▶ [Set problem]:
Reproduce the records. Keep every word exact and include no images.

(Records from a data source)
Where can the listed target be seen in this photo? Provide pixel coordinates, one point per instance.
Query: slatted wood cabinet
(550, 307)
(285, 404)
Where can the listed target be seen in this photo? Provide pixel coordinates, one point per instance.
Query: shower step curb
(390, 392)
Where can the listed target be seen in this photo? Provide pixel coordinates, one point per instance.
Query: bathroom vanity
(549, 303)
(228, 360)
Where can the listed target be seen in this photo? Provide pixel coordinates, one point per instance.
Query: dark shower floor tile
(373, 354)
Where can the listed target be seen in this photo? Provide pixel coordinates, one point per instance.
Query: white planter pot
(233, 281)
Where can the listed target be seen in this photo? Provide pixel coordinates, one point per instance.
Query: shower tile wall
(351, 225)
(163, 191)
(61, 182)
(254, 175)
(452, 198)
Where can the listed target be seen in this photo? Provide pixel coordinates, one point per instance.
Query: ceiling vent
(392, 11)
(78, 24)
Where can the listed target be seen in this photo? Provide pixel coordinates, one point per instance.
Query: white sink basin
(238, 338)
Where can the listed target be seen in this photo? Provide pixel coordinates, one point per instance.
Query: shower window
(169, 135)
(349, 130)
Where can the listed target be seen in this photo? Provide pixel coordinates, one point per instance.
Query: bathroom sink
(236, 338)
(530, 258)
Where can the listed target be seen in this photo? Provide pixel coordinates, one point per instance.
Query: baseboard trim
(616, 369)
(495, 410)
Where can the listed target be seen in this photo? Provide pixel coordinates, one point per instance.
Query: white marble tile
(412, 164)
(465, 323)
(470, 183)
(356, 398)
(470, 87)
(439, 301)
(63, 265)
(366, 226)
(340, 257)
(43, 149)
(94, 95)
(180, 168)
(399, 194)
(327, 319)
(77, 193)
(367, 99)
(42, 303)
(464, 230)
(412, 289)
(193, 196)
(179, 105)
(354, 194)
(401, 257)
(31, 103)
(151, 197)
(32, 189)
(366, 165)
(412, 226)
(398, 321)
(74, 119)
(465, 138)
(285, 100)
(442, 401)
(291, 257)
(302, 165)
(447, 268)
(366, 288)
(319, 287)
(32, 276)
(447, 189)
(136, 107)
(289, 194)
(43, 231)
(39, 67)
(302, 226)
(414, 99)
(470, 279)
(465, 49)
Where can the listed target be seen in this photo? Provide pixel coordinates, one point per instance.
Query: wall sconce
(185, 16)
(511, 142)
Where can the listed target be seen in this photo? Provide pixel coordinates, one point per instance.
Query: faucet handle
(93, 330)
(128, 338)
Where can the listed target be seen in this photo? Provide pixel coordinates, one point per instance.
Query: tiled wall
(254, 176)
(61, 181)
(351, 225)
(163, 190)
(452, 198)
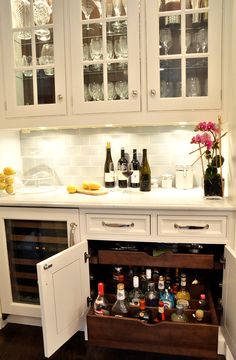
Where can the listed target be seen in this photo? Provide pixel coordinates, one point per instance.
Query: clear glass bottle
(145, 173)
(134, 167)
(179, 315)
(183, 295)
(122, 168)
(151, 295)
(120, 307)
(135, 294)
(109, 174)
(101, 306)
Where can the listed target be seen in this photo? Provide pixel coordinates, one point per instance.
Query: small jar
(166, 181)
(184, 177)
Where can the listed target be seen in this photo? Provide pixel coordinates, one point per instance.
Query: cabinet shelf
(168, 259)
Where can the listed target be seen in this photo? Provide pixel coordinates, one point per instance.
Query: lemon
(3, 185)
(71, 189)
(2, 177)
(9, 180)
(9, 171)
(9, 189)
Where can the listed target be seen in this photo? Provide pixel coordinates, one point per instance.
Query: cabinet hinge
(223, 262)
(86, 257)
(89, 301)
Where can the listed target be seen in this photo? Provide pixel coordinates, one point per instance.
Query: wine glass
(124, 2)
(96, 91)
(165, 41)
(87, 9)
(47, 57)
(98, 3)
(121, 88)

▶ [Answer to the task]:
Where can the listed target be seen in this photo? Provide pixel coordinates, one point per instance.
Query: slatted wood cabinet
(550, 307)
(285, 404)
Where can the listed target be seen in this photo? Provide pixel coordinates, one point per instance.
Query: shower step curb
(390, 392)
Where can the listed target be seen in this photo? Provide pixel coordinates, one point per instance.
Query: bathroom vanity
(549, 303)
(228, 360)
Where can the listed target be seen in this photo? Provide pixel coordinates, one point per instance.
Query: dark shower floor tile
(373, 354)
Where can the listed target be seen in this photo? Provide pixel coordinates, one point per instance.
Query: white planter pot
(233, 281)
Where can the listed target be seen in this photo? Provide pixel coordinates, one point per instance.
Query: shower tile wall
(351, 225)
(163, 191)
(61, 182)
(254, 175)
(452, 198)
Where can the listed target be seen in this photo? Provide pixel coordinates, one point per instance.
Query: ceiling vent
(392, 11)
(78, 24)
Where can the listed target be seen in this photo? Provide pixel coordinates, one point per instance.
Query: white sink basin
(238, 338)
Where can the listed target be seen in this photo? Provide pixel coordinates, one point per instance.
Query: shower window
(169, 135)
(349, 130)
Where can the listed target be seen in this photo? Provide pixel coordinates, one point per instance.
Query: bathroom sink
(236, 338)
(530, 258)
Where can the listed target be seen in this photo? Provide pixel coordinates, one point per instance.
Query: baseboard trim
(616, 369)
(495, 410)
Where can the listed target be seen in this photo? Provide pixel coordinates, one point per instance.
Query: white marble tile
(412, 164)
(465, 323)
(470, 183)
(356, 398)
(470, 87)
(439, 301)
(63, 265)
(366, 226)
(340, 257)
(43, 149)
(94, 95)
(180, 168)
(399, 194)
(327, 319)
(77, 193)
(367, 99)
(42, 303)
(464, 230)
(412, 289)
(193, 196)
(179, 105)
(354, 194)
(401, 257)
(31, 103)
(151, 197)
(32, 189)
(366, 165)
(412, 226)
(398, 321)
(74, 119)
(465, 138)
(285, 100)
(442, 401)
(291, 257)
(302, 165)
(447, 268)
(366, 288)
(319, 287)
(32, 276)
(447, 189)
(136, 107)
(289, 194)
(43, 231)
(39, 67)
(302, 226)
(414, 99)
(470, 279)
(465, 49)
Where can the listed target be seen in this photo? Provide pixel coordinates, one point per instance.
Query: wall sconce
(185, 16)
(511, 142)
Where can the listed target be seen in this photo? Provide pixel coordinates, one point per instance.
Query: faucet handle
(93, 330)
(128, 338)
Where can the listed target be seen in this photo? Provide pixel coordinates, one point per instance.
Query: tiled wall
(254, 176)
(61, 181)
(351, 225)
(163, 190)
(452, 198)
Where can the listed target be seen in this photo? Provide pixel coordinates, one point per instance.
Query: clear glass bottle
(145, 173)
(134, 167)
(179, 315)
(183, 295)
(122, 168)
(151, 295)
(120, 307)
(135, 294)
(109, 174)
(101, 306)
Where can the listed target be seen in this photo? Provide pixel coordinates, one point per instance.
Query: small jar
(166, 181)
(184, 177)
Where can the listed target be seen in this photo? Provide pixel coordinates, one point per instance.
Query: cabinet shelf
(168, 259)
Where can the listed target be seen in this photo? Provide pixel coordinates, one point per instance.
Query: lemon
(3, 185)
(71, 189)
(2, 177)
(9, 180)
(9, 171)
(9, 189)
Where can the listed target be seen in this photo? Provide pixel coordinates, one point per instance.
Query: cabinet hinge
(223, 262)
(86, 257)
(89, 301)
Where can the listed target be seen in this photo? Provide pixel coordinates, one point per instance.
Query: wine glass
(124, 2)
(96, 91)
(165, 41)
(87, 9)
(47, 57)
(98, 3)
(121, 88)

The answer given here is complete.